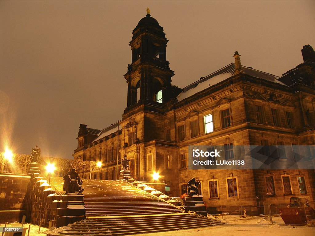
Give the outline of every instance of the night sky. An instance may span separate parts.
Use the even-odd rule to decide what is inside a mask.
[[[127,105],[132,32],[150,8],[183,87],[234,61],[277,76],[315,47],[314,1],[0,1],[0,152],[71,158],[80,123]]]

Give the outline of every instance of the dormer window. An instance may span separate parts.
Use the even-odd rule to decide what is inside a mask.
[[[157,93],[157,102],[160,103],[163,103],[162,100],[162,90],[160,90]]]

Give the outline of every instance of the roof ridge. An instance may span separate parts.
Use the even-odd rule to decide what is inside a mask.
[[[191,85],[192,85],[193,84],[194,84],[196,83],[197,83],[198,82],[198,83],[199,83],[200,82],[202,82],[202,81],[203,81],[203,80],[204,79],[205,79],[206,78],[207,78],[207,77],[209,77],[210,76],[212,75],[213,74],[215,73],[216,73],[218,72],[218,71],[220,71],[220,70],[223,70],[223,69],[224,69],[225,68],[226,68],[226,67],[228,67],[228,66],[231,65],[231,64],[234,64],[234,63],[230,63],[230,64],[228,64],[228,65],[227,65],[225,66],[224,66],[222,68],[221,68],[220,69],[219,69],[219,70],[217,70],[215,71],[214,72],[213,72],[211,73],[211,74],[209,74],[209,75],[207,75],[207,76],[204,76],[203,78],[202,79],[199,79],[198,80],[197,80],[197,81],[195,81],[195,82],[193,82],[193,83],[192,83],[190,84],[189,84],[188,85],[187,85],[187,86],[185,86],[184,88],[183,88],[183,89],[185,89],[185,88],[186,88],[187,87],[188,87],[189,86],[190,86]]]

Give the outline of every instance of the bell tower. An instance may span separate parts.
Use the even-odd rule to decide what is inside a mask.
[[[133,31],[129,44],[131,63],[124,76],[128,83],[125,113],[144,104],[163,106],[175,96],[171,85],[174,71],[166,60],[168,40],[148,8],[147,13]]]

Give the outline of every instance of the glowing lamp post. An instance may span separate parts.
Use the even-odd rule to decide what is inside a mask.
[[[49,181],[48,182],[48,188],[49,188],[50,184],[50,176],[51,176],[51,173],[55,170],[55,165],[54,164],[49,163],[46,166],[46,170],[49,175]]]
[[[13,154],[11,150],[9,150],[8,148],[5,149],[5,152],[3,153],[4,156],[4,158],[7,159],[8,161],[10,163],[12,163],[13,162]]]
[[[102,166],[102,162],[100,161],[99,161],[97,162],[96,165],[97,166],[97,167],[99,168],[99,179],[100,179],[100,168],[101,166]]]
[[[153,179],[155,181],[155,189],[156,190],[157,189],[157,180],[158,180],[158,178],[160,177],[160,175],[158,173],[154,172],[152,175],[152,177],[153,177]]]

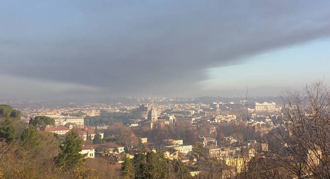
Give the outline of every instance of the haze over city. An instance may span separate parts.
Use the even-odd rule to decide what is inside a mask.
[[[0,99],[278,96],[330,82],[327,0],[9,0]]]

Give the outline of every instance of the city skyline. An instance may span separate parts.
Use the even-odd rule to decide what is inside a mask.
[[[0,99],[274,96],[329,84],[329,5],[3,2]]]

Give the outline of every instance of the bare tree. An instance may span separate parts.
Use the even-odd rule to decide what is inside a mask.
[[[298,178],[330,178],[330,92],[319,81],[283,99],[283,122],[274,135],[282,146],[271,151]]]

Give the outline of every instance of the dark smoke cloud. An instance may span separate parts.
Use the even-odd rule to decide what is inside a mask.
[[[327,1],[155,1],[8,2],[0,74],[109,95],[198,95],[208,68],[330,35]]]

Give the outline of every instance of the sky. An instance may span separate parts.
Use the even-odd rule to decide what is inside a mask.
[[[16,0],[0,99],[278,96],[330,84],[328,0]]]

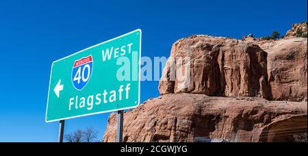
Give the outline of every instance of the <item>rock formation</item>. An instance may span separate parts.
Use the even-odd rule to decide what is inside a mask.
[[[125,112],[124,141],[307,142],[307,23],[293,26],[279,40],[177,41],[162,95]],[[103,142],[116,129],[112,114]]]
[[[307,38],[307,22],[295,23],[292,26],[292,28],[285,34],[285,37],[296,36]]]
[[[170,57],[159,81],[161,94],[185,92],[271,97],[267,53],[257,44],[232,38],[192,36],[173,44]],[[170,73],[177,73],[185,66],[177,62],[177,57],[190,59],[190,79],[179,81],[183,79],[179,79],[177,74],[175,79],[168,77],[172,75]],[[173,60],[177,68],[170,70]],[[190,81],[185,81],[188,79]],[[188,84],[187,88],[182,87],[183,83]]]
[[[307,103],[169,94],[124,114],[124,142],[295,142],[307,133]],[[115,142],[112,114],[103,142]]]
[[[282,38],[257,43],[268,53],[272,99],[307,101],[307,38]]]

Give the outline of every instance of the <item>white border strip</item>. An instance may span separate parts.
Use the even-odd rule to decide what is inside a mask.
[[[77,54],[77,53],[81,53],[81,52],[82,52],[82,51],[86,51],[86,50],[88,50],[88,49],[89,49],[95,47],[97,47],[97,46],[103,44],[104,44],[104,43],[106,43],[106,42],[108,42],[114,40],[116,40],[116,39],[118,39],[118,38],[119,38],[123,37],[123,36],[125,36],[129,35],[129,34],[132,34],[132,33],[134,33],[134,32],[138,31],[140,32],[140,50],[139,50],[139,88],[138,88],[138,101],[136,105],[135,105],[135,106],[131,106],[131,107],[124,107],[124,108],[116,109],[112,109],[112,110],[102,111],[102,112],[95,112],[95,113],[90,113],[90,114],[83,114],[83,115],[74,116],[70,116],[70,117],[68,117],[68,118],[59,118],[59,119],[55,119],[55,120],[47,120],[48,99],[49,99],[50,85],[51,85],[51,74],[52,74],[52,72],[53,72],[53,64],[54,64],[55,62],[57,62],[60,61],[60,60],[62,60],[66,59],[66,58],[67,58],[67,57],[68,57],[73,56],[73,55],[75,55],[75,54]],[[55,60],[55,61],[53,62],[53,63],[51,64],[51,73],[50,73],[49,87],[49,88],[48,88],[47,106],[46,107],[45,122],[54,122],[54,121],[58,121],[58,120],[66,120],[66,119],[70,119],[70,118],[79,118],[79,117],[81,117],[81,116],[86,116],[94,115],[94,114],[98,114],[107,113],[107,112],[115,112],[115,111],[119,111],[119,110],[124,110],[124,109],[132,109],[132,108],[136,108],[136,107],[137,107],[140,105],[140,79],[141,79],[141,77],[140,77],[140,76],[141,76],[140,67],[141,67],[141,42],[142,42],[142,31],[141,31],[140,29],[136,29],[136,30],[134,30],[134,31],[130,31],[130,32],[129,32],[129,33],[127,33],[127,34],[124,34],[124,35],[121,35],[121,36],[118,36],[118,37],[116,37],[116,38],[114,38],[110,39],[110,40],[109,40],[105,41],[105,42],[103,42],[99,43],[99,44],[95,44],[95,45],[94,45],[94,46],[86,48],[86,49],[84,49],[84,50],[79,51],[78,51],[78,52],[77,52],[77,53],[73,53],[73,54],[71,54],[71,55],[68,55],[68,56],[66,56],[66,57],[63,57],[63,58],[61,58],[61,59],[59,59],[59,60]]]

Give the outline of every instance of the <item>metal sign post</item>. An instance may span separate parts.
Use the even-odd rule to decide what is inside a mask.
[[[59,133],[57,133],[57,142],[63,142],[63,135],[64,135],[65,120],[59,122]]]
[[[116,129],[116,142],[123,142],[123,110],[118,111],[118,127]]]

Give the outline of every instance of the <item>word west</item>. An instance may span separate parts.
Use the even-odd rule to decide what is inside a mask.
[[[129,95],[130,83],[126,85],[125,88],[124,85],[120,86],[118,90],[111,90],[107,92],[106,90],[103,93],[99,93],[96,95],[89,95],[88,97],[73,97],[70,99],[68,110],[72,109],[82,109],[86,108],[88,110],[91,110],[94,105],[99,105],[103,103],[114,103],[117,101],[122,101],[123,99],[128,99]],[[123,92],[125,90],[125,94],[123,96]]]
[[[112,56],[114,58],[117,58],[120,56],[123,56],[126,53],[131,53],[131,46],[133,43],[129,43],[127,45],[123,45],[120,47],[114,47],[107,48],[105,50],[102,50],[103,54],[103,62],[107,60],[110,60]]]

──────────

» **WHAT IS EXPECTED**:
Format the records as a numbered list, starting at the line that contains "Give the outline of every instance of the city" and ending at the line that contains "[[[16,0],[0,99],[278,96],[330,84],[328,0]]]". Omit blank lines.

» **TASK ANSWER**:
1. Give the outline of every instance of the city skyline. An instance may span separate parts.
2. Use the even-odd rule to decide what is inside a mask.
3. [[[0,99],[274,96],[329,84],[329,5],[3,2]]]
4. Give the outline of every instance of the bare tree. An instance may span separate parts.
5. Use the even-odd rule to decide what is inside a mask.
6. [[[298,178],[330,178],[330,92],[319,81],[283,99],[283,122],[274,135],[282,146],[271,151]]]
7. Give the outline of every instance of the dark smoke cloud. An instance may span separate parts.
8. Use the even-odd rule to decide what is inside a mask.
9. [[[327,1],[155,1],[8,2],[0,74],[109,95],[198,95],[208,68],[330,35]]]
10. Give the outline of every instance of the sky. An instance may span separate parts.
11. Use the even-odd rule to decide what is inside a mask.
12. [[[16,0],[0,99],[278,96],[330,84],[328,0]]]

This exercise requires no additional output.